### Problem details
Please output the line that contains "Target: little girl" and all later lines of the material, exactly, through the end.

### Excerpted records
***

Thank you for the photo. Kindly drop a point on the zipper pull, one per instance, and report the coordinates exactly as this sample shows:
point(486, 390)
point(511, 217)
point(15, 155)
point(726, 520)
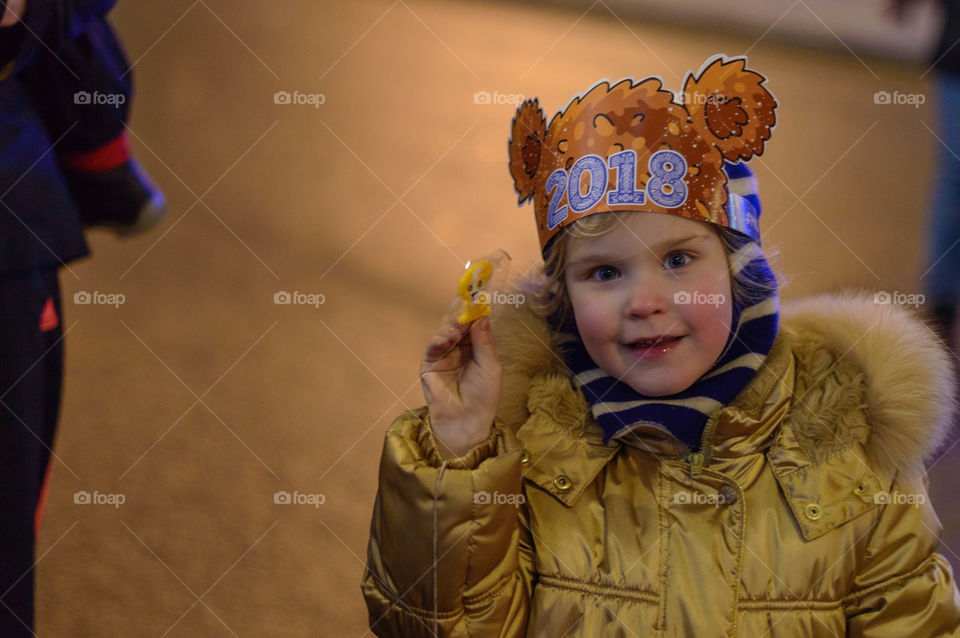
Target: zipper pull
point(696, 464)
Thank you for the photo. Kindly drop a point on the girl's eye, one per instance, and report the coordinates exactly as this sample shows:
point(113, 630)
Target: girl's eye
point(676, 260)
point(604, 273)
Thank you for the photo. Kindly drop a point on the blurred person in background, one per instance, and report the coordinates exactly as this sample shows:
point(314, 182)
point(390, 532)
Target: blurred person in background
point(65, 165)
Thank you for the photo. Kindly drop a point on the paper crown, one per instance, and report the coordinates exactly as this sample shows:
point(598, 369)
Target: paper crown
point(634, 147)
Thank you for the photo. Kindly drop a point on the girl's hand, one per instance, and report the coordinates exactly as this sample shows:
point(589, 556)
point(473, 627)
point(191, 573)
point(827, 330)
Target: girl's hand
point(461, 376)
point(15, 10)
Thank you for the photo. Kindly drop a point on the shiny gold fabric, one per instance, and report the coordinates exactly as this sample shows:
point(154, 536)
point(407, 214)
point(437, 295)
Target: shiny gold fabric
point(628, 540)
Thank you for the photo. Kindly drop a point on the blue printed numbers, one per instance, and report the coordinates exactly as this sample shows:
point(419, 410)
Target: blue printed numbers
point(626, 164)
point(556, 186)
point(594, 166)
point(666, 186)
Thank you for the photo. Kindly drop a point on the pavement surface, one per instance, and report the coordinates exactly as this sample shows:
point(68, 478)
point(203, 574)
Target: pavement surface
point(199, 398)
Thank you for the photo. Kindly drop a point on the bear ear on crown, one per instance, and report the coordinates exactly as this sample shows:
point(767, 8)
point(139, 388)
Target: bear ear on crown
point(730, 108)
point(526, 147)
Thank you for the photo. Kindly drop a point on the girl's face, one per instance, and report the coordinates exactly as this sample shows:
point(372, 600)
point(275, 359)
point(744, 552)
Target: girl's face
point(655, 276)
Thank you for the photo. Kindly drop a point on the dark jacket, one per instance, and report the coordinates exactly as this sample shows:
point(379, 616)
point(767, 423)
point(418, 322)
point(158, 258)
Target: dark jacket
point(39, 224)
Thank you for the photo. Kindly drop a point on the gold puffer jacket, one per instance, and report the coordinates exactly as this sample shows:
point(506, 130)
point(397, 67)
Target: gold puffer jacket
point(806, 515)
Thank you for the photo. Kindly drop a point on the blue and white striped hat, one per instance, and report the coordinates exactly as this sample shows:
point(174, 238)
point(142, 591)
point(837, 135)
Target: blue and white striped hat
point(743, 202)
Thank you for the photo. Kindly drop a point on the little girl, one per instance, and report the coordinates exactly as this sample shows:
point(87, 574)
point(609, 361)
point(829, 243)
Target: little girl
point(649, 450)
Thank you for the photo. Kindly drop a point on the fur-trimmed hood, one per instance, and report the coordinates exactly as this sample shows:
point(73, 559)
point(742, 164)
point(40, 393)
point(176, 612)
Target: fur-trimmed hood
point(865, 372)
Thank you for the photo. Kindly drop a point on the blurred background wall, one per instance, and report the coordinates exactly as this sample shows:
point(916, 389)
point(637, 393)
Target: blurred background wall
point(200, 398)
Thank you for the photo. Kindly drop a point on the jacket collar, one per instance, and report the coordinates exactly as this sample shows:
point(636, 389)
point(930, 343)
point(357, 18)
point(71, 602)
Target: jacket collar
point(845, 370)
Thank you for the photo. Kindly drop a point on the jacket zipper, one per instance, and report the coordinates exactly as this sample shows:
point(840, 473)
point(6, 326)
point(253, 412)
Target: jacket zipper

***

### Result of this exercise
Target: little girl
point(649, 450)
Thank you for the photo. Kindly drop a point on the fur-trimmed hood, one per instance, and report the coordinates exactly as this sample shows:
point(73, 559)
point(742, 164)
point(40, 393)
point(176, 612)
Target: fur-trimmed hood
point(865, 372)
Thank you for the photo. Kindly drop a point on the blurred background wall, one per instance, and report the coordinates exactly as this sample shows:
point(916, 389)
point(637, 393)
Target: blurred background wall
point(200, 398)
Thank you for the photo. Kindly drop a point on the jacket collar, one per instance, and report the coordinates exactly as this sample shows:
point(636, 389)
point(930, 343)
point(357, 18)
point(71, 602)
Target: jacket collar
point(845, 370)
Thank you for the photo. Kindly drop a point on the jacket zipper, one per instance, and report the coordinates exactly as this sample shows:
point(840, 473)
point(6, 326)
point(253, 412)
Target: jacket zipper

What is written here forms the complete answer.